### THE TASK
Give a verbatim repeat of the lines that run from the line containing "Where is each instance of the green stem" to the end of the data below.

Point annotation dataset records
========================================

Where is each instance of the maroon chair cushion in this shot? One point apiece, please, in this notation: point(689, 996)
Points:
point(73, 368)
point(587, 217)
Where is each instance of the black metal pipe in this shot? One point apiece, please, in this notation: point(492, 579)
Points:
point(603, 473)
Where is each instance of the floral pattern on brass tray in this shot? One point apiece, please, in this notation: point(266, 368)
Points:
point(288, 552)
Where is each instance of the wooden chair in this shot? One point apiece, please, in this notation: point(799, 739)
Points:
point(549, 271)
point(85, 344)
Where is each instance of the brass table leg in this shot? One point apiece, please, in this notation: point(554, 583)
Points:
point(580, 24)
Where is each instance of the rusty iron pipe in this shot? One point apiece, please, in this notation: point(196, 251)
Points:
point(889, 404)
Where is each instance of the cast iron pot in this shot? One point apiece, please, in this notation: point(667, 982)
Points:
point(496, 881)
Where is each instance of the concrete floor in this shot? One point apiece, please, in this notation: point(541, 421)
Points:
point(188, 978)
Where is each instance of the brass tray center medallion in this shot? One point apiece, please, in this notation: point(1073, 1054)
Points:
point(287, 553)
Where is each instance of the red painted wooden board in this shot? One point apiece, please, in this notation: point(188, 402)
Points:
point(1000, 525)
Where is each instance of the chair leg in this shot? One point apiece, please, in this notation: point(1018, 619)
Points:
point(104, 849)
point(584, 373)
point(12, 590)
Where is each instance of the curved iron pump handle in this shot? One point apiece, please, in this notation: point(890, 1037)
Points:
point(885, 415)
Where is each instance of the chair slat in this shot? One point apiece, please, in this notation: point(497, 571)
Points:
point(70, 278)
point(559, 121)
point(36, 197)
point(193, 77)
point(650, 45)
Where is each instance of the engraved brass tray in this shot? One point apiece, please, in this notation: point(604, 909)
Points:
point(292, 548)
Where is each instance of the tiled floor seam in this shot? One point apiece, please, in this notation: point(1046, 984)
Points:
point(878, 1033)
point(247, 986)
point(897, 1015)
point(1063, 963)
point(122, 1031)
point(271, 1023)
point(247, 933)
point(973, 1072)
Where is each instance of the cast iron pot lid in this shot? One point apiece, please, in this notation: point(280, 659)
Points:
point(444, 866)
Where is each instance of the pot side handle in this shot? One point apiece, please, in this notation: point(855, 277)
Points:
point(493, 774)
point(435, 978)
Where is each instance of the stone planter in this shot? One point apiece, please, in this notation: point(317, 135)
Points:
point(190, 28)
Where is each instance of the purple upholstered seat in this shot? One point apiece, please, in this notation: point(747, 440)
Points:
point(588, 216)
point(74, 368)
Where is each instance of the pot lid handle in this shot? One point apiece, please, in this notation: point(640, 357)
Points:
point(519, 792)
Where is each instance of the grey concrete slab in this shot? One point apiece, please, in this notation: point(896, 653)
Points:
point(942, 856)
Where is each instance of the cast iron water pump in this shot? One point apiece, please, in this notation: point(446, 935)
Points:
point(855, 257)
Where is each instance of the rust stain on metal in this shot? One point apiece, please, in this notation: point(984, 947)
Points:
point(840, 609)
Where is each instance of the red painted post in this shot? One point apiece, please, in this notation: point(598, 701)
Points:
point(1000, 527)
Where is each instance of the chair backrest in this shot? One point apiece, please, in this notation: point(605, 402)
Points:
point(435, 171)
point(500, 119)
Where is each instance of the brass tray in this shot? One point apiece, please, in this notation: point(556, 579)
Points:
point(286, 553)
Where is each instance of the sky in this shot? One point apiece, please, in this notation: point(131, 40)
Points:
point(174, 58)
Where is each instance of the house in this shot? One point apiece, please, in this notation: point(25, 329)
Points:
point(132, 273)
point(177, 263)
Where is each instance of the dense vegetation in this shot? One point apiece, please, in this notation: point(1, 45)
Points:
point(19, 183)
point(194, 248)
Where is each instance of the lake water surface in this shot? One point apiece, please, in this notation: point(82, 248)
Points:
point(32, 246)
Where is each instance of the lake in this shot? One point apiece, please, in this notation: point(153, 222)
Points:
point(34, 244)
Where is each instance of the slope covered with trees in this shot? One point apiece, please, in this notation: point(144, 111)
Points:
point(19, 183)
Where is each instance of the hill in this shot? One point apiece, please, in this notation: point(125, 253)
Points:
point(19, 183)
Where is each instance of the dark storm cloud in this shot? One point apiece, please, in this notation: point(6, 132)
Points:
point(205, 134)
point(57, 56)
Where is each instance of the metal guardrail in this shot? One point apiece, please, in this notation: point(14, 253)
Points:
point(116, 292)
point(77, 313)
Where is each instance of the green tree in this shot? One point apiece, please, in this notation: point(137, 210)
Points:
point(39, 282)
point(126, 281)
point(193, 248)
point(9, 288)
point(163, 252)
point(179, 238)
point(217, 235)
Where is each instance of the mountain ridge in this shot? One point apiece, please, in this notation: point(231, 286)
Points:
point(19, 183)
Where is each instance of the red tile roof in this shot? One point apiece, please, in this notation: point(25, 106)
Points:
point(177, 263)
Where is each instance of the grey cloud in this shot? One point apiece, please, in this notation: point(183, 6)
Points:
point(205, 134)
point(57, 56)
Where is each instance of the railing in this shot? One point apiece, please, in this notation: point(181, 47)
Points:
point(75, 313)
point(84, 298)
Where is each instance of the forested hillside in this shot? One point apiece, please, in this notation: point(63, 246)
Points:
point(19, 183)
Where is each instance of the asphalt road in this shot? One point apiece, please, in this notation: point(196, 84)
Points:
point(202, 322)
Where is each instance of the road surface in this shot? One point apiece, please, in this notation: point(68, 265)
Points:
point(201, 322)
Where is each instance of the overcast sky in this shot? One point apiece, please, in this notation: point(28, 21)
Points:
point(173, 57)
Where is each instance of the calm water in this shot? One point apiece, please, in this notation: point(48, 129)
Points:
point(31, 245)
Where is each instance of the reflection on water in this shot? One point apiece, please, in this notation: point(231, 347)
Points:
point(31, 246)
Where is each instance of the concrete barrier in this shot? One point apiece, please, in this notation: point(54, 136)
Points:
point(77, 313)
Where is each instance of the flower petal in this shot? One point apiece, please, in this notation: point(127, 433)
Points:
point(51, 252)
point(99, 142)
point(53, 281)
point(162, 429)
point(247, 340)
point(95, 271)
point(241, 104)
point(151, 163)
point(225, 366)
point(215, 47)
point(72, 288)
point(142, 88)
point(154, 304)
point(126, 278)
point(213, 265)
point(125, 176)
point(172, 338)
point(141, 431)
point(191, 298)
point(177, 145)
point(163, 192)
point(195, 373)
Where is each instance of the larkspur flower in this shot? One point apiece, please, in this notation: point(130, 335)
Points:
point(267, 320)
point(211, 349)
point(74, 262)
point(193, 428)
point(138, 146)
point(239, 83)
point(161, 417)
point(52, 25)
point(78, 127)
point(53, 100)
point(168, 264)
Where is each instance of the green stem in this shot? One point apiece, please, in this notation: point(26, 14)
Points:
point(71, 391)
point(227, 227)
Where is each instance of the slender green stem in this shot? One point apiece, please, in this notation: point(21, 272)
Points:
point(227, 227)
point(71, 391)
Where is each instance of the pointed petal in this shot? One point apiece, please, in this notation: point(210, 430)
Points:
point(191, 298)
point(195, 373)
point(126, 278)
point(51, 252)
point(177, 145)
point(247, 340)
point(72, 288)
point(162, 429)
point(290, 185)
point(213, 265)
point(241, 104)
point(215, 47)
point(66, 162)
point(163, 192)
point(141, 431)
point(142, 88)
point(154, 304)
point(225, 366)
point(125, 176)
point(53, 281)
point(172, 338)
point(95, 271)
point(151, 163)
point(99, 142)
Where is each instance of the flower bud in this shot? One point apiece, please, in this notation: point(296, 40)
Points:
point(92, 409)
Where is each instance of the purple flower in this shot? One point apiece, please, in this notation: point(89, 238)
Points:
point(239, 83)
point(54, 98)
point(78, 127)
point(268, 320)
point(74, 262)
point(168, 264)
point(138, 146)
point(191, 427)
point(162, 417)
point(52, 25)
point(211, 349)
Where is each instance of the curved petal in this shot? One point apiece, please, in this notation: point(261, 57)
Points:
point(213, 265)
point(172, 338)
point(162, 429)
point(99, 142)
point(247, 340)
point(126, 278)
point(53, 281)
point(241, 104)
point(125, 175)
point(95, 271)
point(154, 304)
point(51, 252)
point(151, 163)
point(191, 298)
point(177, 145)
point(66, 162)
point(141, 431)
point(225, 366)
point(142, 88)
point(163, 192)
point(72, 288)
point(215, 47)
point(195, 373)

========================================

### EXERCISE ANSWER
Where is each instance of the green stem in this shot? One point apiece, please, in this notation: point(26, 14)
Points:
point(71, 391)
point(227, 227)
Where is each instance of the slender green stem in this shot? One point apiece, please, in this notation: point(21, 272)
Points:
point(227, 227)
point(71, 391)
Where is each instance of the pointed petal in this shot? One point apiece, please, in this notation: point(210, 430)
Points:
point(191, 298)
point(195, 373)
point(126, 278)
point(51, 252)
point(177, 145)
point(247, 340)
point(72, 288)
point(162, 429)
point(290, 185)
point(213, 265)
point(241, 104)
point(215, 47)
point(66, 162)
point(163, 192)
point(141, 431)
point(142, 88)
point(154, 304)
point(225, 366)
point(125, 176)
point(53, 281)
point(172, 338)
point(95, 271)
point(151, 163)
point(99, 142)
Where is each instance of the flower bud in this shot? One point apiece, please, in this notation: point(296, 40)
Points:
point(92, 409)
Where is each instance of the purple flower in this shot? One point apiece, please, in this notation: point(89, 238)
Points:
point(239, 83)
point(54, 98)
point(78, 127)
point(268, 320)
point(74, 262)
point(168, 264)
point(138, 146)
point(191, 427)
point(162, 417)
point(52, 25)
point(211, 349)
Where is each instance of the curved petal in this shot? One point apiece, please, in this notation: point(261, 57)
Points:
point(213, 265)
point(172, 338)
point(162, 429)
point(99, 142)
point(247, 340)
point(126, 278)
point(53, 281)
point(241, 104)
point(125, 175)
point(95, 271)
point(154, 304)
point(51, 252)
point(151, 163)
point(191, 298)
point(177, 145)
point(66, 162)
point(141, 431)
point(225, 366)
point(142, 88)
point(163, 192)
point(72, 288)
point(215, 47)
point(195, 373)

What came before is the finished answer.